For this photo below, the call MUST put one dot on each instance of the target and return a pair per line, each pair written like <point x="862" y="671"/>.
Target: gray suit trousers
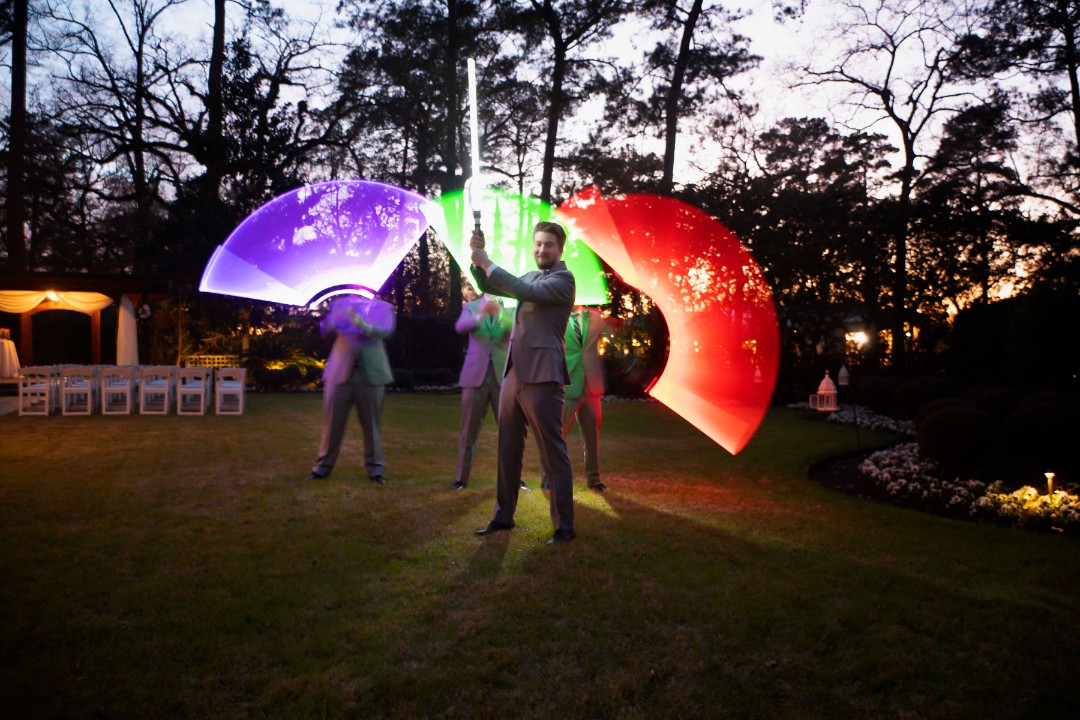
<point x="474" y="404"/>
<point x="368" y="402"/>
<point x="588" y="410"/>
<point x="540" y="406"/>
+-------+
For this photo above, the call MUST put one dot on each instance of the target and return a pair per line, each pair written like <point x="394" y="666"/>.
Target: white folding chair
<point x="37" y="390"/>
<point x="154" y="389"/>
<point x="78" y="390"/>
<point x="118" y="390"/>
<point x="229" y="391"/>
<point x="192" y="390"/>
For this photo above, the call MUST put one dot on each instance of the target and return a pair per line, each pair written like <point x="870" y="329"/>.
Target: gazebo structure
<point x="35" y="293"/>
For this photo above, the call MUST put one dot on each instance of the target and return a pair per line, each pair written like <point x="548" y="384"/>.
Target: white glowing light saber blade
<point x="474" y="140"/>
+-------+
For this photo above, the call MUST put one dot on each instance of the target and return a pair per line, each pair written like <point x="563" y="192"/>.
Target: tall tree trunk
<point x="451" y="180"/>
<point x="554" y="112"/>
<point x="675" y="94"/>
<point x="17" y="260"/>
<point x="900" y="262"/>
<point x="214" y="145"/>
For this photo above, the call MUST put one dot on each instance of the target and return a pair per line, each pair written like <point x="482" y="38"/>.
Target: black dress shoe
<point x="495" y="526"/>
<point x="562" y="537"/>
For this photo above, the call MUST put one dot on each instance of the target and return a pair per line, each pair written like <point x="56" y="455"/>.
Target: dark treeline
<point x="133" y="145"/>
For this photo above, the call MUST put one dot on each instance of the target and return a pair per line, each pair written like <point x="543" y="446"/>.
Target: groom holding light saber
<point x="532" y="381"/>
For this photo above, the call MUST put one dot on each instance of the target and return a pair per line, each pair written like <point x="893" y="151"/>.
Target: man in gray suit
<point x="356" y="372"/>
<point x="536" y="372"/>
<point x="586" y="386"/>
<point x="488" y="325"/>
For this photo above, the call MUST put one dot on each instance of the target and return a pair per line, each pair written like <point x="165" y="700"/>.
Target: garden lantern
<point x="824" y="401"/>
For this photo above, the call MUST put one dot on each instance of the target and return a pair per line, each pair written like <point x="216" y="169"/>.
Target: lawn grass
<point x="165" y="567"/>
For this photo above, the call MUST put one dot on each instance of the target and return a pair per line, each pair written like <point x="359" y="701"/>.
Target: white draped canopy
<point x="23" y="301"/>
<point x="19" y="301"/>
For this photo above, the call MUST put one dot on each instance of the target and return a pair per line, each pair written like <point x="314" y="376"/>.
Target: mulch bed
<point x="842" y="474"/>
+-------+
> _WHAT YOU ARE ASKED TO DO_
Copy out each line in the preceding records that contains "above".

> _EXPECTED ANSWER_
For this photo above, the call MUST put one dot on each instance of the target and return a pair per line, each pair written like <point x="394" y="666"/>.
For this photo above, the call MUST put one dot on each instance of the target and return a pair per line, each pair written like <point x="870" y="329"/>.
For this photo above, the call MUST put one dot on each instance of the target and return a pair per line, each pair written like <point x="548" y="384"/>.
For this photo above, the call MUST put one dot on each instance of the target and return a pair per line, each pair written like <point x="563" y="192"/>.
For this photo above, the call MUST put one dot on each instance of the target and return a pair per line, each pair written like <point x="482" y="38"/>.
For this photo above, the call MUST put one dot on each instance of the target and return a pair per line, each pair written like <point x="56" y="455"/>.
For this photo above, the call MUST put one dot on each instance of the target and return a pair per line, each pair written like <point x="543" y="446"/>.
For this photo above, the call MUST put one dot on each instance of the target and return a pair per line, each pair written like <point x="893" y="151"/>.
For this photo above, the call MUST put one dot on each instance of the target and return a pair per line, each pair written like <point x="165" y="700"/>.
For this photo above, the call MUST put one dot on each instance of the target and return a pair per line, each pair written like <point x="216" y="169"/>.
For this photo above, the call MUST put one dot on each instance of the target and return a pair per line, each pair written like <point x="359" y="701"/>.
For this photo above, the call MUST put one dot on each instance of the target and return a pair per line, each pair written like <point x="314" y="376"/>.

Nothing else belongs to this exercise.